• **Task requirements**
1. In the Ceybil Jefferies article, reproduce everything from "Ceybil Jefferies (November" down to "and Ceybil Jeffries." without changing a word.
2. Condense the paragraph of the Ceybil Jefferies article that opens "Ceybil Jefferies (November 28, 1962" into a shorter version that keeps its main facts.
3. Extend the article on singer Ceybil Jefferies past its final sentence, carrying on its biography section.

___ Selected excerpt

- Born: Sybil Jefferies November 28, 1962 Brooklyn, New York, U.S.
- Died: April 9, 2020 (aged 57) Brooklyn, New York, U.S.
- Genres: House; R&B; new jack swing;
- Occupation: Singer
- Instrument: Vocals
- Years active: 1990s (first album)–2000s
- Labels: Atlantic Records; Scotti Brothers Records;
- Formerly of: Salaam Remi; Deep Zone;

= Ceybil Jefferies =

American contemporary R&B singer (1962–2020)

Ceybil Jefferies (November 28, 1962 – April 9, 2020), also known by the stage name Sweet Sable, was an American house and R&B vocalist best known for her work during the 1990s, including the 1996 Dutch house single, "It's Gonna Be Alright" with Deep Zone, which hit No. 20 on the Billboard Dance Club Songs chart. Her other best known singles include "Love So Special" and "Open Your Heart", both of which reached the top 20 of the Billboard Dance Club Songs chart in 1991. Jefferies, who sometimes went by the stage name Sweet Sable beginning in 1994, often changed the spelling of her name or reinvented it, depending on the release. Variations of her name included Ceybil, Sable Jefferies, her birthname Sybil Jefferies, and Ceybil Jeffries.

==Biography==
Born Sybil Jefferies, she was a native of Brooklyn, New York.

______
___ Data listing

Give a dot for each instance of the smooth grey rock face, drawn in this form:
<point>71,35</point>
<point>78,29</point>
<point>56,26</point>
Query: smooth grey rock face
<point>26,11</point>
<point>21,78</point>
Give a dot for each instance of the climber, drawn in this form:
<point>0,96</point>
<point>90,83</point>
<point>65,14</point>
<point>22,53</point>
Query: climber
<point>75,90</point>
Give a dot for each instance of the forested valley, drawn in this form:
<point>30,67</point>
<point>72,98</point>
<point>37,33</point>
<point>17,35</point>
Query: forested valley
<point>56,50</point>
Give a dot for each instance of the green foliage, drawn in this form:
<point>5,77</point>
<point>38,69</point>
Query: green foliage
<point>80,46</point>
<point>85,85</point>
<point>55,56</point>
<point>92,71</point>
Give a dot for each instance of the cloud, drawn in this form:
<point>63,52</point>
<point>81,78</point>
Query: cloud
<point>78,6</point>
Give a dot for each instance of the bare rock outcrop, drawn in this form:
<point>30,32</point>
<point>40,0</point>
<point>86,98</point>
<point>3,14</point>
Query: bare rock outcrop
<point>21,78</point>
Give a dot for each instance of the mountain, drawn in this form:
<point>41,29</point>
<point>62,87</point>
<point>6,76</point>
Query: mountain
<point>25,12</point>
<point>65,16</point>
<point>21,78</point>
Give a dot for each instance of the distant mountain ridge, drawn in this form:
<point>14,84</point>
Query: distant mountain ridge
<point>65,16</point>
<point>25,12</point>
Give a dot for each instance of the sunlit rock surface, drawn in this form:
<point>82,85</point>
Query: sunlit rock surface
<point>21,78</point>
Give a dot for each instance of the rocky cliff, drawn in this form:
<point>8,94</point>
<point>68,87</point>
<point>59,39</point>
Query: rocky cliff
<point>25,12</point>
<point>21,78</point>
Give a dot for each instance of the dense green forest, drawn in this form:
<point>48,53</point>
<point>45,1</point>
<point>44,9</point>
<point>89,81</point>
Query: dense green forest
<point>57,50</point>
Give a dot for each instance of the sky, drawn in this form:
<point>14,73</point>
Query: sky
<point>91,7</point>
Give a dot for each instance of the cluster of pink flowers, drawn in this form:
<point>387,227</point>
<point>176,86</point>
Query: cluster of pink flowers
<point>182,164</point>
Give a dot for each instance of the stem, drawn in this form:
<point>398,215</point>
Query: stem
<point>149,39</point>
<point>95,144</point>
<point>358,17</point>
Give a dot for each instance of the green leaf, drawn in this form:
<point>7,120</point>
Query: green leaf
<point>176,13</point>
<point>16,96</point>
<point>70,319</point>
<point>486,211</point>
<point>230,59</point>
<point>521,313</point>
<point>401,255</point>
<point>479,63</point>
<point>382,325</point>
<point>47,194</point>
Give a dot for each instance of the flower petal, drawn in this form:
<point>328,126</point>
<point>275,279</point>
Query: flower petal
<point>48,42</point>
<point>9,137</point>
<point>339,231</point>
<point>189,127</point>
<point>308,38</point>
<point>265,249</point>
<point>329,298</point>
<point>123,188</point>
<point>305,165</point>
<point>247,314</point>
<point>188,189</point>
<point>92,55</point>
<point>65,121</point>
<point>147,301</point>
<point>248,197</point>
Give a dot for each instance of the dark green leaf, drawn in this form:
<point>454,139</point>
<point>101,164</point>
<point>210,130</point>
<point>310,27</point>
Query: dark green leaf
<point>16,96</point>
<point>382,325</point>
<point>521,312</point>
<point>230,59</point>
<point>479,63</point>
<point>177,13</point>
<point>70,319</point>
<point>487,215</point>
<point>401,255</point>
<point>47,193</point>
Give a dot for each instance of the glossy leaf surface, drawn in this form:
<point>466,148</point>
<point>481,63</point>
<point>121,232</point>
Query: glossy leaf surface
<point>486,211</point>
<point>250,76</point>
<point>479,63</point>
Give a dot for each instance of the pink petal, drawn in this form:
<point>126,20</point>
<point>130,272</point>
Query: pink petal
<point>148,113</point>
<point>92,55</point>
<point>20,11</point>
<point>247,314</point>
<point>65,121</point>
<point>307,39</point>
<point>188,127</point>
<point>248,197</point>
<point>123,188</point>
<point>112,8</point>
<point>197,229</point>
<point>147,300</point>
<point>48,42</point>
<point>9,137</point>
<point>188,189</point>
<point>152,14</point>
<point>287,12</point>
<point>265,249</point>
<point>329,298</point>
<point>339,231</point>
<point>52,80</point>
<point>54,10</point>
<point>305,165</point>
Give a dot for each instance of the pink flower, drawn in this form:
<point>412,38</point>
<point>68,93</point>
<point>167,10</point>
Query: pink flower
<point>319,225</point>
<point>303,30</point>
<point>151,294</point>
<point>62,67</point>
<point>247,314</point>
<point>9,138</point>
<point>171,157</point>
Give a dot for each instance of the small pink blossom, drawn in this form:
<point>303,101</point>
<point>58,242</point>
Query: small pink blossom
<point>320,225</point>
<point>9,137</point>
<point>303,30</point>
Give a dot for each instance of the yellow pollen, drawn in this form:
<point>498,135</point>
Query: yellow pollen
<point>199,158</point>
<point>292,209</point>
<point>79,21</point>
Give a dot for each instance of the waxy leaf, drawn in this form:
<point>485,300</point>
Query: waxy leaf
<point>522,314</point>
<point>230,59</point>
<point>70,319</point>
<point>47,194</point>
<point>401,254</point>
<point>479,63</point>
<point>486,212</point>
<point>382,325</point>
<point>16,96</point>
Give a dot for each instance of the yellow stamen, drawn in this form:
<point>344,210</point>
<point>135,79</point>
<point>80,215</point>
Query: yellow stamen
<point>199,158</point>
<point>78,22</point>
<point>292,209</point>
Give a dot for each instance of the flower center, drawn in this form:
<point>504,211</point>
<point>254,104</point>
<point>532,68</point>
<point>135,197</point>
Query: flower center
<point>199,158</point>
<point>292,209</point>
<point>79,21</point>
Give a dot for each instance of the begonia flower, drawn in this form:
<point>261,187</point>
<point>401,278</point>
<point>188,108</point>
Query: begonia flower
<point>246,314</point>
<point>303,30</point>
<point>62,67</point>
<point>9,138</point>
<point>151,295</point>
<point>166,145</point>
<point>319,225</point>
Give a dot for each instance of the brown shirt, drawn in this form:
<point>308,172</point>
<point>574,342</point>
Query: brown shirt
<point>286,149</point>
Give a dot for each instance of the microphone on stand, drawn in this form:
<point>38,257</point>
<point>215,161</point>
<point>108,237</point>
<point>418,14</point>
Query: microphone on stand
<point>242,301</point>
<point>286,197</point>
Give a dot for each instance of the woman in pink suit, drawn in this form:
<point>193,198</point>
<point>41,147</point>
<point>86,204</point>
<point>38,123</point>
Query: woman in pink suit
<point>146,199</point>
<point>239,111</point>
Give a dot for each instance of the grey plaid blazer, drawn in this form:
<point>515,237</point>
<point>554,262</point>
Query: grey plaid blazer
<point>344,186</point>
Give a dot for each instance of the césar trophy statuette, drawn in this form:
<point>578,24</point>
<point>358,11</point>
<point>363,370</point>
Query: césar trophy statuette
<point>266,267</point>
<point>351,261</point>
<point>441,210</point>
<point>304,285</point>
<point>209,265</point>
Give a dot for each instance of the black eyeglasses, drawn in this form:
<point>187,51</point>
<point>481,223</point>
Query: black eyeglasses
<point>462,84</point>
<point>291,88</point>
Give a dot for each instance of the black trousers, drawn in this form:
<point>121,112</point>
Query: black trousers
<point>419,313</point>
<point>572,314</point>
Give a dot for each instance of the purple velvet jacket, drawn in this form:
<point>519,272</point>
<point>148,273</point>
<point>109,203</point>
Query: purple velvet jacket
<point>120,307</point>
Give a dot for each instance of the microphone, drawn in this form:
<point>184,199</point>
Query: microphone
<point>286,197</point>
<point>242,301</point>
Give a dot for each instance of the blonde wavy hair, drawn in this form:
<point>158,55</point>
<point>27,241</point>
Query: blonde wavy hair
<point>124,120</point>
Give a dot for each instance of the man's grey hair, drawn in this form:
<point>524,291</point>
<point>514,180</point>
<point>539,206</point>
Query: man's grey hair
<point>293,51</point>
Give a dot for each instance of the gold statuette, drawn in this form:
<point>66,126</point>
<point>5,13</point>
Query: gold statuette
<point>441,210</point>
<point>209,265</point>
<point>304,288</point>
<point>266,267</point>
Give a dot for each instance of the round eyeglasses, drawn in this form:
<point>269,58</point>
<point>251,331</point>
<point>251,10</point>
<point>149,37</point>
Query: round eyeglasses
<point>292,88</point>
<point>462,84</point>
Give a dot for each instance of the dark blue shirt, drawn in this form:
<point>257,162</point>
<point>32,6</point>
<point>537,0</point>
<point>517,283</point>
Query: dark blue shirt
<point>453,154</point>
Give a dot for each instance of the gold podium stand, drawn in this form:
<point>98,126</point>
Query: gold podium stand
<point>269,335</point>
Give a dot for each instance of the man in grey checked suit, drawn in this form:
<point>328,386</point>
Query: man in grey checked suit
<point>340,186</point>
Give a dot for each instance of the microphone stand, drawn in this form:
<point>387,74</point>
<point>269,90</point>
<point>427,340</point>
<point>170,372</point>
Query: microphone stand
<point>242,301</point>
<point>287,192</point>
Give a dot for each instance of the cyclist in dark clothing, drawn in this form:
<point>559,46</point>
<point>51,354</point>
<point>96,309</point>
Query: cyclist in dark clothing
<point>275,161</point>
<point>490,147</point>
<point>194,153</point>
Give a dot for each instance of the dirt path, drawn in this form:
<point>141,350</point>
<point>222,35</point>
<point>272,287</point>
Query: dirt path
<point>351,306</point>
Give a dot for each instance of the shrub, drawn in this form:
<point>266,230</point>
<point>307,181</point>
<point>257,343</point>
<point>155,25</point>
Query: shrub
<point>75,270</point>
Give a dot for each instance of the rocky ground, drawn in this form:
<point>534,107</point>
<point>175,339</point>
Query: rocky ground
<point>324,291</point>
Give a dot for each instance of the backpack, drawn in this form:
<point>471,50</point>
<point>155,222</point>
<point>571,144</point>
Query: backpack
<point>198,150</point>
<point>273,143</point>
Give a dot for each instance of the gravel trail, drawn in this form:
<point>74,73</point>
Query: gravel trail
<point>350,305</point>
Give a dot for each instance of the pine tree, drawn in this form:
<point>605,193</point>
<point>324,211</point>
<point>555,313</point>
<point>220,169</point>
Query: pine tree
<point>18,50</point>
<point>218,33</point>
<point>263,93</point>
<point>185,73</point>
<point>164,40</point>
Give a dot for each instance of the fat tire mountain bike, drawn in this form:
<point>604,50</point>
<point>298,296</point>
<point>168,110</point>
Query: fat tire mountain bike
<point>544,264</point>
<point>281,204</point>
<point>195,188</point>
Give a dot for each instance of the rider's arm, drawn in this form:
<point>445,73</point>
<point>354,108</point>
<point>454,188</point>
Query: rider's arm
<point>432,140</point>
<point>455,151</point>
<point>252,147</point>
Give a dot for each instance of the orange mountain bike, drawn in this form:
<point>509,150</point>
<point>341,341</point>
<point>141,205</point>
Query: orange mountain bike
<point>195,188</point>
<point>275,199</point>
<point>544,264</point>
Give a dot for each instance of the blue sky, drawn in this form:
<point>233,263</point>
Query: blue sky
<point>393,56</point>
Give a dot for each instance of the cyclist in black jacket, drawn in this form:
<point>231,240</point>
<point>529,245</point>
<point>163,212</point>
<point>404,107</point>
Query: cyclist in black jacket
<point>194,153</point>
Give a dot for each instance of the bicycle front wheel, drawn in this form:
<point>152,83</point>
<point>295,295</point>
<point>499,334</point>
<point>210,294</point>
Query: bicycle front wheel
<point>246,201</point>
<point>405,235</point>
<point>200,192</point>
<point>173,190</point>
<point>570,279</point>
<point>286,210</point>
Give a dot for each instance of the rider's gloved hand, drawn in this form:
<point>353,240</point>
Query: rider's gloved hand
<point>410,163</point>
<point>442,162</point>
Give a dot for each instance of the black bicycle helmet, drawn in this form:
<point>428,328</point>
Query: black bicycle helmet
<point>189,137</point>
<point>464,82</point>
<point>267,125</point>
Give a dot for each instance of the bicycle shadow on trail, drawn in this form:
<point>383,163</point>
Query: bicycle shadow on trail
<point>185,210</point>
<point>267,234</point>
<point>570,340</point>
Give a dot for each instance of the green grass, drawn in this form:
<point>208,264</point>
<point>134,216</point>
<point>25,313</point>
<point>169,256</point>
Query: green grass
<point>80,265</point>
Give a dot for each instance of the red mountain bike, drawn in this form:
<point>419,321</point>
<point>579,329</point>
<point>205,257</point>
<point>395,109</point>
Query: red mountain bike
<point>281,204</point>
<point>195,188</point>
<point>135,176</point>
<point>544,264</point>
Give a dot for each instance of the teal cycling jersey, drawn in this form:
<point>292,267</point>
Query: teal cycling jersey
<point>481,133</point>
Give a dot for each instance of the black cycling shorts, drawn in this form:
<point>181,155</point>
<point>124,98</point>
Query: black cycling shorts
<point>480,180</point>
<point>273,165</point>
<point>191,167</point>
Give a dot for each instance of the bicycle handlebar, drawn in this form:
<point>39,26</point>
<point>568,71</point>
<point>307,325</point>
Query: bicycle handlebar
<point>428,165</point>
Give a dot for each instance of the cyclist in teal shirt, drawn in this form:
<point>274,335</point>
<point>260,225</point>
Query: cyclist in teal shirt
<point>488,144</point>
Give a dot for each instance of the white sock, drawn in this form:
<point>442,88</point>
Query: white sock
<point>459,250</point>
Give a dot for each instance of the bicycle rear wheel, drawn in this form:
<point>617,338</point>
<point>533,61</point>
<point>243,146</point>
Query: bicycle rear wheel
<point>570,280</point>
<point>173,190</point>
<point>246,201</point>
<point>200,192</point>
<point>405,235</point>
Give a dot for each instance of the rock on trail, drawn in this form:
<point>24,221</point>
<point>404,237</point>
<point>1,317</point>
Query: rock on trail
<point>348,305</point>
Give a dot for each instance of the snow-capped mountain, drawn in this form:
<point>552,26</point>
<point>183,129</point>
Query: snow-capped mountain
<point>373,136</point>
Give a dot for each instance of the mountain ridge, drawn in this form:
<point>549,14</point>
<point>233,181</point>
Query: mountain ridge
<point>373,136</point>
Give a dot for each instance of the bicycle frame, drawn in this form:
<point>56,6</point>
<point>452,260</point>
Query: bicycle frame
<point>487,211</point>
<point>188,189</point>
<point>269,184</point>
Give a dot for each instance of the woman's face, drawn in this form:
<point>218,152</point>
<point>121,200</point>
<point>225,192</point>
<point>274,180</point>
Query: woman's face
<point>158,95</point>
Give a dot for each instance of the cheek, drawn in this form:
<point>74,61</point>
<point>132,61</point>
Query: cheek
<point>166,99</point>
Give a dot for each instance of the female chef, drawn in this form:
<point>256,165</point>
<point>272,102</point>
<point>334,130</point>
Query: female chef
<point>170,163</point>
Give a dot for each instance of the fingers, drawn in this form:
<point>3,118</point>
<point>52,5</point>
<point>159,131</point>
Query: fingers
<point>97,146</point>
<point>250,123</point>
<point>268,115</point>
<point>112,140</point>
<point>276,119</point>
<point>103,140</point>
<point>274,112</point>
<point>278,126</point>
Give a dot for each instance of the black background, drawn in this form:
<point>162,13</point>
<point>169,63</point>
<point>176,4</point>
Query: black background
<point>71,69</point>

______

• **Numbered responses**
1.
Ceybil Jefferies (November 28, 1962 – April 9, 2020), also known by the stage name Sweet Sable, was an American house and R&B vocalist best known for her work during the 1990s, including the 1996 Dutch house single, "It's Gonna Be Alright" with Deep Zone, which hit No. 20 on the Billboard Dance Club Songs chart. Her other best known singles include "Love So Special" and "Open Your Heart", both of which reached the top 20 of the Billboard Dance Club Songs chart in 1991. Jefferies, who sometimes went by the stage name Sweet Sable beginning in 1994, often changed the spelling of her name or reinvented it, depending on the release. Variations of her name included Ceybil, Sable Jefferies, her birthname Sybil Jefferies, and Ceybil Jeffries.

2. Ceybil Jefferies (1962–2020), also called Sweet Sable, was an American house and R&B vocalist known mainly for her 1990s work. Her 1996 Dutch house single with Deep Zone, "It's Gonna Be Alright," reached No. 20 on the Billboard Dance Club Songs chart, and in 1991 "Love So Special" and "Open Your Heart" both reached that chart's top 20. She often changed the spelling of her name from release to release, using Ceybil, Sable Jefferies, Sybil Jefferies (her birth name) and Ceybil Jeffries, and she sometimes used Sweet Sable from 1994 on.

3.
She initially signed with Atlantic Records, which released her debut album, Let Music Take Control in 1991. Two singles from the album, "Love So Special" and "Open Your Heart," were both top 20 hits on the Billboard Dance Club Songs chart that same year.

Prior to the release of her sophomore album, Open Your Heart, Jefferies left Atlantic Records to sign with Scotti Brothers Records under the new artist name "Sable Jefferies". The first single from the album, "Friends (For Old Time Sake)," was more heavily influenced by the new jack swing genre, rather than her earlier house music work. "Friends (For Old Time Sake)" proved successful by reaching No. 15 on the Billboard R&B chart and No. 2 on the Billboard Bubbling Under Hot 100 chart. Shortened to "Old Time's Sake," her song was included on the Above the Rim film soundtrack in 1994 under her moniker Sweet Sable.

The album also spawned two other singles, "Tonight" and "Love Thang," which both landed on the Billboard R&B chart. "Love Thang" reached No. 1 on the former Billboard Hot Dance Breakdowns chart in 1995, beating out Usher's "Think of You", which peaked at No. 2 behind Jefferies' song.

In 1996, she collaborated with Dutch house group Deep Zone to provide vocals for the single, "It's Gonna Be Alright" under her original name Ceybil Jefferies. "It's Gonna Be Alright" peaked at No. 20 on the Dance Club Songs chart. In a review at the time, Larry Flick from Billboard described the song as "a joyfully optimistic romp merging edgy house beats with keyboards that are, by turns, jazzy and retro-disco. Life in the urban lane has done wonders for Jefferies' voice, which is now far more assured and smooth."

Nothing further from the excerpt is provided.